Uyulacak yönergeler | Tesadüf üzerine yazının başındaki alıntı hangi eserin hangi sayfasından alınmıştır?

Sayfa alıntısı |
>>

Tesadüfün Perdesi: Kudretin Nakşını Görmezden Gelen Aklın İflası.

Tesadüfün Perdesi: Kudretin Nakşını Görmezden Gelen Aklın İflası.

“Pek çok mucizatlı bir usta, bir tırnak kadar bir odun parçasından yüz okka muhtelif taamları, yüz arşın muhtelif kumaşları yapsa; bir adam o odun parçasını gösterip dese: “Bu işler tabii ve tesadüfî olarak bundan olmuş.” O ustanın harika sanatlarını, hünerlerini hiçe indirse; ne derece bir hamakat (ahmaklık) ve dalalette (sapıklıkta) bir hurafe ve hezeyan (saçmalık) olduğu anlaşılır.”

Bediüzzaman Said Nursî (R.A) — Emirdağ Lâhikası-2, s. 122

*******

Bir tırnak kadar bir çekirdek düşünün. Bu küçücük odun parçası, toprağa gömüldüğünde bir fabrika gibi çalışır. İçinden yüzlerce farklı meyve, tat, renk, koku ve desen fışkırır. Üstelik her biri özenle dizayn edilmiştir; portakalın kabuğu koruyucu, çekirdeği istikbali taşır; nar taneleri bir estetik harikasıdır. Elma başka bir tat, üzüm başka bir şifa olur. Bu muazzam sanatın arkasında irade, ilim, kudret ve kasıt açıkça görünür. Fakat bir adam çıkar, bu mucizevî tabloya bakar ve der ki: “Bunlar tabiatın işi, tesadüfen olmuş…”

<<

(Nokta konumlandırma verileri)
>>

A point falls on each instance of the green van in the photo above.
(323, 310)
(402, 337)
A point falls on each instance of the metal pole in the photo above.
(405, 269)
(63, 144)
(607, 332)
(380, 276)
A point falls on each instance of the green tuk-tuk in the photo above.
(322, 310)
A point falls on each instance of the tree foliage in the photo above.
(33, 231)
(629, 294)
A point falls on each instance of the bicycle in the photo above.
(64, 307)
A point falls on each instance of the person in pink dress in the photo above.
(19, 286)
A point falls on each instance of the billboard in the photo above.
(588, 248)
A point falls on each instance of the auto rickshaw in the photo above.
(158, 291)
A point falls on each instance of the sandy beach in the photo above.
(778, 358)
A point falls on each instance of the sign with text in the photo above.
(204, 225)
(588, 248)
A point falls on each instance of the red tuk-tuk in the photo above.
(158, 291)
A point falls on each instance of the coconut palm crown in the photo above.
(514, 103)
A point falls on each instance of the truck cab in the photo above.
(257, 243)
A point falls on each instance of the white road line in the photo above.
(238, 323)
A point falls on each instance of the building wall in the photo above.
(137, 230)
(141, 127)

<<

Yanıt aşağıdadır | Emirdağ Lâhikası-2, sayfa 122.